* Metinden Bölüm *
::::::
“Çamlıbel Cadde Şenlikleri”nin iki gün süren ikincisi de yapıldı.
İkinci gün yağmurlu havadan dolayı biraz katılım eksik olsa da Cadde 
Şenlikleri’nin beklenenin ötesinde amacına ulaştığını söyleyebiliriz.
Şimdi bunu daha başarılı nasıl yaparız, nasıl kalıcı kılarız diye 
düşünmemiz ve bazı aksaklıkları önlememiz gerekir.
Cadde Şenlikleri ile çok yakından ilgilenmeme rağmen, Çamlıbel’in 
devamı Atatürk Caddesi’nde de etkinliklerin yapıldığını ancak ikinci 
hafta öğrendim. Atatürk Caddesi ile Çamlıbel arasında Cumhuriyet 
Alanı’ndan dolayı bir boşluk ve kopukluk meydana geliyor. Aradaki 
uzun ve boş olan mesafe iki ayrı ve farklı, birbirinden kopuk etkinlik 
yerinin oluşmasına sebep oluyor. Şimdi aradaki boşluğu yaratan 
Cumhuriyet meydanı için iki yeri bağlayıcı nitelikte bir çözüm bulmak 
gerekiyor. Belki bu yer etkinlik olduğu günlerde bir sanat sergi alanı, 
sanat meydanı haline dönüştürülebilir. Resim, heykel, halı, antika gibi 
objelerle alan doldurulup Atatürk Caddesi ile Çamlıbel arasında bir 
bağlantı sağlanabilir. İçel Sanat Kulübü pekala bu alanın 
canlandırılması organizasyonunu üstlenebilir.
::::::
* Sorular *
1/ Cadde Şenlikleri yazısına göre şu soruları cevaplayın:
(a) Çamlıbel Cadde Şenlikleri'nin ikincisi kaç gün sürdü?
(b) Yazar, Atatürk Caddesi'nde de etkinlik yapıldığını ne zaman öğrendi?
(c) Alanın canlandırılması işini hangi kulüp üstlenebilir?
2/ Cadde Şenlikleri yazısında "Cadde Şenlikleri ile" sözlerinin geçtiği yerle açılıp "canlandırılması organizasyonunu üstlenebilir." sözleriyle kapanan kısmı hiç değiştirmeden yeniden yazın.

* Bir veri kümesinden satırlar *
::::::
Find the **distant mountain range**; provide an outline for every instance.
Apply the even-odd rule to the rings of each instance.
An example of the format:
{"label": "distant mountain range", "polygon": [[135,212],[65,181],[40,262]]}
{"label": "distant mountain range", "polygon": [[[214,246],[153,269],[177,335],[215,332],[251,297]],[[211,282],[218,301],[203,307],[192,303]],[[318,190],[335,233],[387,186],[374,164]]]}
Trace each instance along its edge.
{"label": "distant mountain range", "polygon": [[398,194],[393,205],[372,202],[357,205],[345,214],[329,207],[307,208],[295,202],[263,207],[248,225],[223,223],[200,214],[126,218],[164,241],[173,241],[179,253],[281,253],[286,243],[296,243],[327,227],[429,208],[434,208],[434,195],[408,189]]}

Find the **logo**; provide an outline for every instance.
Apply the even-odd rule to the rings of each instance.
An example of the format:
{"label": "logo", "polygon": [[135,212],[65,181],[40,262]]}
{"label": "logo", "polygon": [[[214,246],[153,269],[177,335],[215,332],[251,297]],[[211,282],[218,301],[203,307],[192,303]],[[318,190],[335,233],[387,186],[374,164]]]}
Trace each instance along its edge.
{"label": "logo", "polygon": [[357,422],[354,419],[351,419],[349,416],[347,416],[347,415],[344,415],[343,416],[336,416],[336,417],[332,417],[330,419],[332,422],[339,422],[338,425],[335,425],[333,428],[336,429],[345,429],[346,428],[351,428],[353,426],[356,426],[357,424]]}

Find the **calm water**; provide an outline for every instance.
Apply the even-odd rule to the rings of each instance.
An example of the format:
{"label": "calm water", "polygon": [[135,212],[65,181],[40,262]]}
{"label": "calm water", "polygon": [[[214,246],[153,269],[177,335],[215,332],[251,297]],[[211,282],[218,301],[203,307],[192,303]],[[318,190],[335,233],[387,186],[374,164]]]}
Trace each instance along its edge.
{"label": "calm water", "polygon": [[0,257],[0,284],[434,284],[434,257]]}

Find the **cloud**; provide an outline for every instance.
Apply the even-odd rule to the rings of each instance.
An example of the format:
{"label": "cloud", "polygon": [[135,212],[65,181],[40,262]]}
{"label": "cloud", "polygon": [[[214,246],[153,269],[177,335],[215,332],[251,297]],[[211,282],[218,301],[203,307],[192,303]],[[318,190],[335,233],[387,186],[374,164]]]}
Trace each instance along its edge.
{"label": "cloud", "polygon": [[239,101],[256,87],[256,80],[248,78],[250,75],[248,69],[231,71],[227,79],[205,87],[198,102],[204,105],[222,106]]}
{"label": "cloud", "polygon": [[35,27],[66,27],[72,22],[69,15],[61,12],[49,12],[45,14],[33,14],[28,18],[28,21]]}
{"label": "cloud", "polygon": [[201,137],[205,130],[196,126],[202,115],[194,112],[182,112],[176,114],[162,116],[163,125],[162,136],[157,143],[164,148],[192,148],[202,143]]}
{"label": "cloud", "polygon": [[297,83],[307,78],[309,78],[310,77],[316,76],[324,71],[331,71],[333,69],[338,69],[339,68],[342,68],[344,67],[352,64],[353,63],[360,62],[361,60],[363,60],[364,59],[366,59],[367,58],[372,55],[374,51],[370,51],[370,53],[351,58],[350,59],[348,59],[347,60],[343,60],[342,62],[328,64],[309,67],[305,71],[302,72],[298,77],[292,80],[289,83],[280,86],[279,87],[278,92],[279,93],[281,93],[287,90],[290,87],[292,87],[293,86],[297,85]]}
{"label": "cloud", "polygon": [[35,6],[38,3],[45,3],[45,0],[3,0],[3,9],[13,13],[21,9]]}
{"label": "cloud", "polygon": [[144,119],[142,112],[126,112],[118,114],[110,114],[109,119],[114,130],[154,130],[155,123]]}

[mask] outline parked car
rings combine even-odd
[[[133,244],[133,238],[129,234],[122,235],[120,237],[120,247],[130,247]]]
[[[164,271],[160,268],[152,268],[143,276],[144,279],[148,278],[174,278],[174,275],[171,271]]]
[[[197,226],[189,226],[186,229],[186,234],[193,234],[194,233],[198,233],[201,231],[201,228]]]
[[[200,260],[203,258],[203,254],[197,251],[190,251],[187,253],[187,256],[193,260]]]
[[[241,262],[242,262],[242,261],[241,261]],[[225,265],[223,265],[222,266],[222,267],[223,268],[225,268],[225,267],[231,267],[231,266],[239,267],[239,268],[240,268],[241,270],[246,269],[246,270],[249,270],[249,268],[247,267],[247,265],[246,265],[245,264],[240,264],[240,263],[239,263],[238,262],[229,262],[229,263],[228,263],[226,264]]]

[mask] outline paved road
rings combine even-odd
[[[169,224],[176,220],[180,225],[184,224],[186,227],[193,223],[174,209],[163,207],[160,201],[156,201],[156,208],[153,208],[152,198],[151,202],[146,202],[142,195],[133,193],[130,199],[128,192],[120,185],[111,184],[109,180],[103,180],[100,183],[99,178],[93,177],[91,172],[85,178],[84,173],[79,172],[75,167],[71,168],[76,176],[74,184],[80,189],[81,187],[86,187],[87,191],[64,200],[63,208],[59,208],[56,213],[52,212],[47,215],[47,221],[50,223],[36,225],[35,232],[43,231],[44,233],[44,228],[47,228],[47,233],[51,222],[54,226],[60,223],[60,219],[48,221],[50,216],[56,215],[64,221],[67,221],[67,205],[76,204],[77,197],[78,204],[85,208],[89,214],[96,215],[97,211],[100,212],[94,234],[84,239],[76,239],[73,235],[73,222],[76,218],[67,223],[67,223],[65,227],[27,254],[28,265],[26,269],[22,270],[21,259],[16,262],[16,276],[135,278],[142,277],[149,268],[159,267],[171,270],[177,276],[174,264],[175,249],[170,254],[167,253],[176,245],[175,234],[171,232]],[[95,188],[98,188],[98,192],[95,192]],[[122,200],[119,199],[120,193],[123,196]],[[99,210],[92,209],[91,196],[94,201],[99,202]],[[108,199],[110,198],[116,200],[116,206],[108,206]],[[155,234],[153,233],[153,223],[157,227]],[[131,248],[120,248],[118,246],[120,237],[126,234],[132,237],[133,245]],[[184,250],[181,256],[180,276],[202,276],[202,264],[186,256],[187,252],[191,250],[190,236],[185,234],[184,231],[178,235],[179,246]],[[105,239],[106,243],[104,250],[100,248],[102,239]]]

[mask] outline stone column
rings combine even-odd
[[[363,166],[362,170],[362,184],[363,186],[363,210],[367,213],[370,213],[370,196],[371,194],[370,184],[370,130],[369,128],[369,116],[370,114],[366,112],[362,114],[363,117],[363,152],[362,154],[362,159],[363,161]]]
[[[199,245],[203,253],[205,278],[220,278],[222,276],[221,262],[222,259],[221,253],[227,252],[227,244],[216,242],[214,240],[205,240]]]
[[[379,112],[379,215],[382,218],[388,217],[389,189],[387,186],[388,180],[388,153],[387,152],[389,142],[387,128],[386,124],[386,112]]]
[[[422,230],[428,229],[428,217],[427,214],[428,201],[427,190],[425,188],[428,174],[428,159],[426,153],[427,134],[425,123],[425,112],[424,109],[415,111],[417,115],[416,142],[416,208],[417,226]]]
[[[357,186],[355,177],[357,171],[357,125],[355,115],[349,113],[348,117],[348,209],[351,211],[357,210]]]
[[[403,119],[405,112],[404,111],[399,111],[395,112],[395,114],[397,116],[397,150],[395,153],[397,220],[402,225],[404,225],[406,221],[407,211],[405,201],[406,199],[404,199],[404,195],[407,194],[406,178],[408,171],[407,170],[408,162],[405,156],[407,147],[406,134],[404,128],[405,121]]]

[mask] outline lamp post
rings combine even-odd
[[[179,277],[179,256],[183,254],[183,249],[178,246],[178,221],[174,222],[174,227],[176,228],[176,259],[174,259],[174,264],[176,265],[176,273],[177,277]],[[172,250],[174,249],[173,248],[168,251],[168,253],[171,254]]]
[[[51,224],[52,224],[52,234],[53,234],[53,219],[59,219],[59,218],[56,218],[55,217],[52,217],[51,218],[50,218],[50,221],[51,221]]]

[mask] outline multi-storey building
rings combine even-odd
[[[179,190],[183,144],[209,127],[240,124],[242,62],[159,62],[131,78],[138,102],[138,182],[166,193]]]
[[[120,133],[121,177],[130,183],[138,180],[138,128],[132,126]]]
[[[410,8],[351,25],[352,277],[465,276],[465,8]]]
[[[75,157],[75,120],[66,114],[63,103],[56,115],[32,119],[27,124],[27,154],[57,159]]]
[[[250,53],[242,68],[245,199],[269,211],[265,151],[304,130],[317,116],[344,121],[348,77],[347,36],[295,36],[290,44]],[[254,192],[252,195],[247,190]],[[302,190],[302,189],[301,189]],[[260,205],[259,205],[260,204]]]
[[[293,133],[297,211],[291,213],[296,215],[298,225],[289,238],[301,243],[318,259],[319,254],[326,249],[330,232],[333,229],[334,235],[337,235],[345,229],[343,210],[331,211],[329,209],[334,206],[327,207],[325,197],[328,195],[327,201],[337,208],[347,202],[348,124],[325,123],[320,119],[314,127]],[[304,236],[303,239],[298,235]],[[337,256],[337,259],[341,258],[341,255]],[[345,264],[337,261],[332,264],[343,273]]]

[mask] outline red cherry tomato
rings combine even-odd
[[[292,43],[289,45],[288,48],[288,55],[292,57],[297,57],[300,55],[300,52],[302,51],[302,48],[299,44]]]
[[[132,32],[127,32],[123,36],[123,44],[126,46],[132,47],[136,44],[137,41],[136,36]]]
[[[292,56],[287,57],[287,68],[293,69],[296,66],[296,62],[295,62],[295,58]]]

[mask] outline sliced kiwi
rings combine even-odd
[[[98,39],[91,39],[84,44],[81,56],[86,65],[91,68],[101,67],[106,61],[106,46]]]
::::::
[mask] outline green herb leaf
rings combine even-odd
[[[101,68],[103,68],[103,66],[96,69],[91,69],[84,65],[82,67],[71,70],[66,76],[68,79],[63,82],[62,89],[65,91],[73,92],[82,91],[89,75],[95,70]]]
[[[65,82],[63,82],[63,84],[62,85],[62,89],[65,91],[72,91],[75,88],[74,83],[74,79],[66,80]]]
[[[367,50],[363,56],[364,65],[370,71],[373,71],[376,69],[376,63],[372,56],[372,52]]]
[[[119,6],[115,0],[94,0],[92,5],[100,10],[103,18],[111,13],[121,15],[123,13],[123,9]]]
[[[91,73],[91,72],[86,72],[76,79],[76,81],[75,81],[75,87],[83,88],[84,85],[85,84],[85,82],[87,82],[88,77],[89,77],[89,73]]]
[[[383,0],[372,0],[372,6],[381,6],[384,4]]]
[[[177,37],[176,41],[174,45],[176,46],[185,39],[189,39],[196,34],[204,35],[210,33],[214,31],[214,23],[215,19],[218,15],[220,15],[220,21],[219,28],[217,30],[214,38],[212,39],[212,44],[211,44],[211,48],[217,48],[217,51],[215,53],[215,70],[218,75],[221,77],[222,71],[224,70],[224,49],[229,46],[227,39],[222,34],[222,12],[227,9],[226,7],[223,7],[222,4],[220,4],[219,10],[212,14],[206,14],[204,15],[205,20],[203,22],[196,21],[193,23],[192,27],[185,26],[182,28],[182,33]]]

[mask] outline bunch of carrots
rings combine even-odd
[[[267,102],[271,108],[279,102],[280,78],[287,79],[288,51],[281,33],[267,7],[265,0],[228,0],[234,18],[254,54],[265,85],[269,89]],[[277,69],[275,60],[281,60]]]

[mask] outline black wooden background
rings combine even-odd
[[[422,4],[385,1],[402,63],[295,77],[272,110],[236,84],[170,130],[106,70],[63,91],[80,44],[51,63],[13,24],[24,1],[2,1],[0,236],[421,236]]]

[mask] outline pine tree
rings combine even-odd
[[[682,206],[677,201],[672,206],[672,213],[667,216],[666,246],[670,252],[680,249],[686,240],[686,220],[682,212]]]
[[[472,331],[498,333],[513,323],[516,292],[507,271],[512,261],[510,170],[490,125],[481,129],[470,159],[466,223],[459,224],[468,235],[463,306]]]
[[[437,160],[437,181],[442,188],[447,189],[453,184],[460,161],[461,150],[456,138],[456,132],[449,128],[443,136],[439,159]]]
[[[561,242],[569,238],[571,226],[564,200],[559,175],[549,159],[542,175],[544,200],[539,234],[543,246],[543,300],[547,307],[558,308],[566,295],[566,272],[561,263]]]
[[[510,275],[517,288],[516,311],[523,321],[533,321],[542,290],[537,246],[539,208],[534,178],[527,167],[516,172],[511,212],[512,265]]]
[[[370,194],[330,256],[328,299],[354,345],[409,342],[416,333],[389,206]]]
::::::
* Görevlere Göre Cevaplar *
1/
(a) İki gün.
(b) İkinci hafta.
(c) İçel Sanat Kulübü.

2/
Cadde Şenlikleri ile çok yakından ilgilenmeme rağmen, Çamlıbel’in 
devamı Atatürk Caddesi’nde de etkinliklerin yapıldığını ancak ikinci 
hafta öğrendim. Atatürk Caddesi ile Çamlıbel arasında Cumhuriyet 
Alanı’ndan dolayı bir boşluk ve kopukluk meydana geliyor. Aradaki 
uzun ve boş olan mesafe iki ayrı ve farklı, birbirinden kopuk etkinlik 
yerinin oluşmasına sebep oluyor. Şimdi aradaki boşluğu yaratan 
Cumhuriyet meydanı için iki yeri bağlayıcı nitelikte bir çözüm bulmak 
gerekiyor. Belki bu yer etkinlik olduğu günlerde bir sanat sergi alanı, 
sanat meydanı haline dönüştürülebilir. Resim, heykel, halı, antika gibi 
objelerle alan doldurulup Atatürk Caddesi ile Çamlıbel arasında bir 
bağlantı sağlanabilir. İçel Sanat Kulübü pekala bu alanın 
canlandırılması organizasyonunu üstlenebilir.